Transcribe the data word for word, starting at the line that contains "Note: mark the dirt" and going down to the end of the data, including both ends.
# START OF TASK INPUT
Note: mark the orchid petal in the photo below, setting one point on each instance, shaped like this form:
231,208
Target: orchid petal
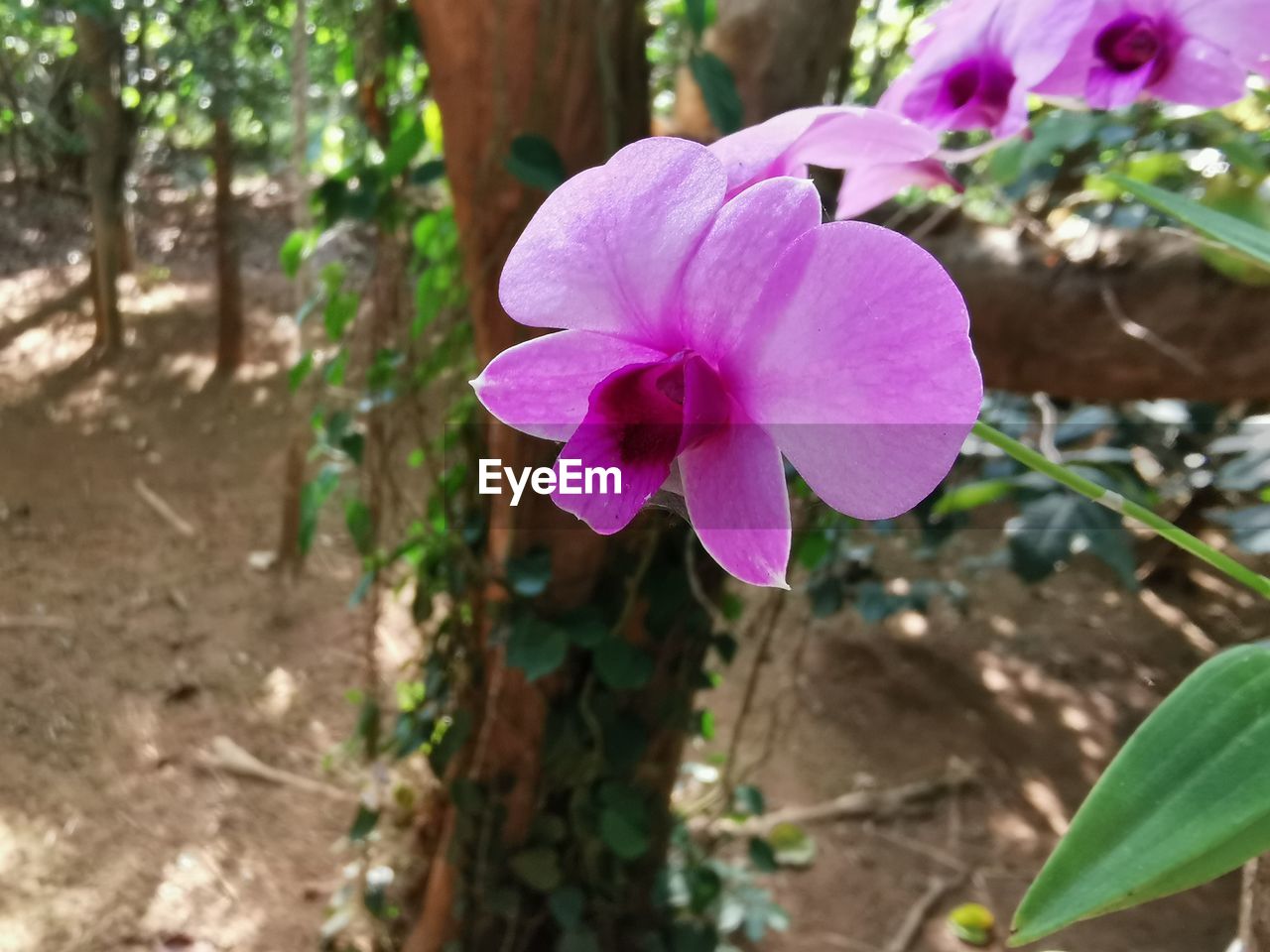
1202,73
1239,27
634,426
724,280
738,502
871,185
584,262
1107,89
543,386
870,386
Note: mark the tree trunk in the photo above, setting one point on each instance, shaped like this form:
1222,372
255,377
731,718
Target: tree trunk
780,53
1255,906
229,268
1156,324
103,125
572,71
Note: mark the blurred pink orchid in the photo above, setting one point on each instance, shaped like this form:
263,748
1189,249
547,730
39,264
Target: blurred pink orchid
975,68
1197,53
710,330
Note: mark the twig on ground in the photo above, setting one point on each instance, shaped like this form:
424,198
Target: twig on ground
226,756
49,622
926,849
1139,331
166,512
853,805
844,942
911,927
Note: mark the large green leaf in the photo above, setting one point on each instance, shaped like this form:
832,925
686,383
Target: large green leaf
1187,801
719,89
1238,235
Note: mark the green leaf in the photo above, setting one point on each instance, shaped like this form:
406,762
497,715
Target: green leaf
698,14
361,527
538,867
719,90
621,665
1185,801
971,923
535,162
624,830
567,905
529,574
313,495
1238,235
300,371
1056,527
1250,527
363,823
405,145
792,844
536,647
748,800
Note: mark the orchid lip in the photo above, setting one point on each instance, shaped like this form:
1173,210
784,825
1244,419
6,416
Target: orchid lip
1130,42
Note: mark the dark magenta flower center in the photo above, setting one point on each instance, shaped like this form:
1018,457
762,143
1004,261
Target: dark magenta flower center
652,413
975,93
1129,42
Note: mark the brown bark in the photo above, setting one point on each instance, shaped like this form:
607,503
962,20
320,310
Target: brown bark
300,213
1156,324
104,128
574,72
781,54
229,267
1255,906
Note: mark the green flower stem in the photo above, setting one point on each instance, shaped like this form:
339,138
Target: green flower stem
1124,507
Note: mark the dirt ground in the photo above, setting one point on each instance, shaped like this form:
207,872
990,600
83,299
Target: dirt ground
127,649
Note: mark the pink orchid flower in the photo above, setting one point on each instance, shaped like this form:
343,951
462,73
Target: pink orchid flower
# END OF TASK INPUT
> **RESPONSE TO THE TASK**:
Note: mark the dirt ground in the photo above, setting one point on each instance, shaped like this form:
207,872
990,600
83,299
Target: dirt ground
127,649
Note: mark the pink orchid flower in the photo above, setting one point on each instance, shaped like this form:
343,951
462,73
Target: pink orchid flower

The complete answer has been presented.